╭──

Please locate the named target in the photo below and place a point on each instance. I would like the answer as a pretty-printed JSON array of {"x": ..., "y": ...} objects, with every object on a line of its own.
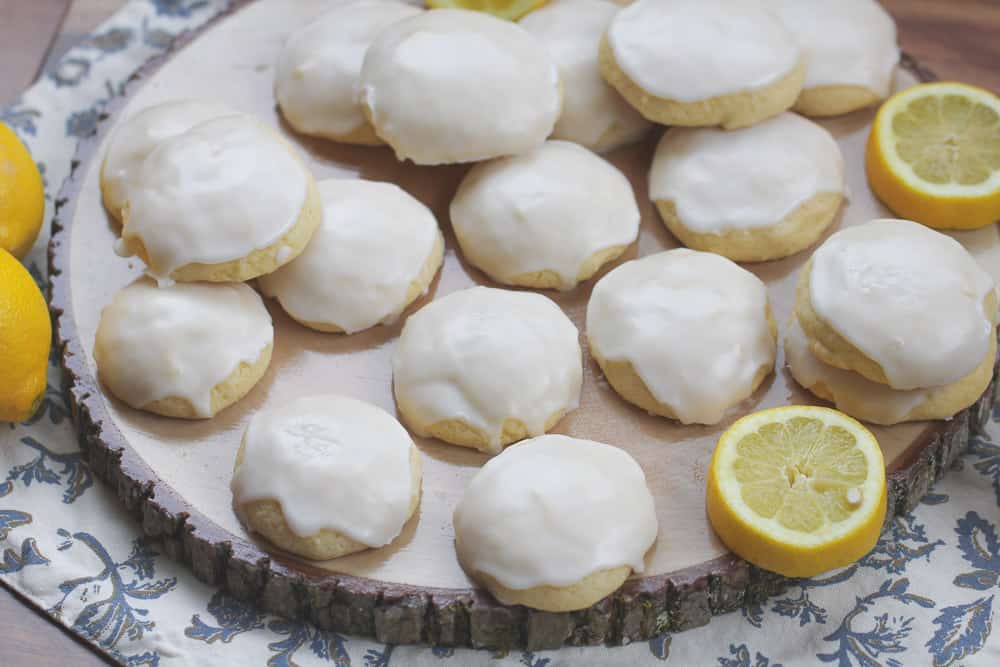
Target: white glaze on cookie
[
  {"x": 316, "y": 81},
  {"x": 720, "y": 180},
  {"x": 692, "y": 50},
  {"x": 356, "y": 271},
  {"x": 908, "y": 297},
  {"x": 594, "y": 114},
  {"x": 181, "y": 341},
  {"x": 331, "y": 462},
  {"x": 882, "y": 404},
  {"x": 553, "y": 510},
  {"x": 551, "y": 208},
  {"x": 213, "y": 194},
  {"x": 692, "y": 324},
  {"x": 138, "y": 135},
  {"x": 846, "y": 43},
  {"x": 483, "y": 355},
  {"x": 452, "y": 85}
]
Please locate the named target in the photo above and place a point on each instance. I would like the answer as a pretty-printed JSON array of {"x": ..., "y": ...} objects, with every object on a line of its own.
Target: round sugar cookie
[
  {"x": 593, "y": 114},
  {"x": 139, "y": 134},
  {"x": 870, "y": 401},
  {"x": 548, "y": 218},
  {"x": 555, "y": 546},
  {"x": 899, "y": 303},
  {"x": 484, "y": 367},
  {"x": 326, "y": 476},
  {"x": 226, "y": 201},
  {"x": 185, "y": 351},
  {"x": 375, "y": 252},
  {"x": 452, "y": 85},
  {"x": 316, "y": 79},
  {"x": 753, "y": 194},
  {"x": 702, "y": 62},
  {"x": 682, "y": 334},
  {"x": 851, "y": 51}
]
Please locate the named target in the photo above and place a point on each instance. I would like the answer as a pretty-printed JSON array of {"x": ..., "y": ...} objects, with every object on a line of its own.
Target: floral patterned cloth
[{"x": 926, "y": 595}]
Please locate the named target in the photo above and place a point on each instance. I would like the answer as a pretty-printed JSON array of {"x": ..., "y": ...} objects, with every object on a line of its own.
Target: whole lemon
[
  {"x": 22, "y": 198},
  {"x": 25, "y": 340}
]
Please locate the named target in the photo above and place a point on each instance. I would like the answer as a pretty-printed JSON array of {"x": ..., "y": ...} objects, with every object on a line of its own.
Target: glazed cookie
[
  {"x": 899, "y": 303},
  {"x": 186, "y": 351},
  {"x": 702, "y": 62},
  {"x": 375, "y": 252},
  {"x": 682, "y": 334},
  {"x": 548, "y": 218},
  {"x": 316, "y": 81},
  {"x": 753, "y": 194},
  {"x": 226, "y": 201},
  {"x": 594, "y": 114},
  {"x": 326, "y": 476},
  {"x": 878, "y": 403},
  {"x": 452, "y": 85},
  {"x": 555, "y": 546},
  {"x": 485, "y": 367},
  {"x": 851, "y": 50},
  {"x": 136, "y": 138}
]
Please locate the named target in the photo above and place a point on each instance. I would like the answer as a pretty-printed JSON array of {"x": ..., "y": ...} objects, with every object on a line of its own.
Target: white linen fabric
[{"x": 925, "y": 595}]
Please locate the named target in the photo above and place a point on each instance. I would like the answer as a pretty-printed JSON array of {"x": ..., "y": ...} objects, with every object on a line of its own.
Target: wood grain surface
[{"x": 957, "y": 39}]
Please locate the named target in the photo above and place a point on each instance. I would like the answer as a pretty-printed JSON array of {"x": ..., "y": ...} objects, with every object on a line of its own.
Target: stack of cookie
[
  {"x": 894, "y": 322},
  {"x": 209, "y": 198}
]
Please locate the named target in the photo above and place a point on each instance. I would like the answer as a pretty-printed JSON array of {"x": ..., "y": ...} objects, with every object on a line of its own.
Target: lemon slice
[
  {"x": 505, "y": 9},
  {"x": 934, "y": 155},
  {"x": 797, "y": 490}
]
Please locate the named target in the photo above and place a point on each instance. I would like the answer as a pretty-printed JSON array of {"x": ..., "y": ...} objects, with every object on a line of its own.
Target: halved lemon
[
  {"x": 797, "y": 490},
  {"x": 505, "y": 9},
  {"x": 934, "y": 155}
]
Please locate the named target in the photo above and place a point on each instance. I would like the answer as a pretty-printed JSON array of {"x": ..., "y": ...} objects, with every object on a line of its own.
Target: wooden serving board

╰──

### Goal
Pick out every line of the material above that contains the word "white", treating uppercase and lowercase as different.

### Output of the task
Target: white glaze on cookie
Target: white linen fabric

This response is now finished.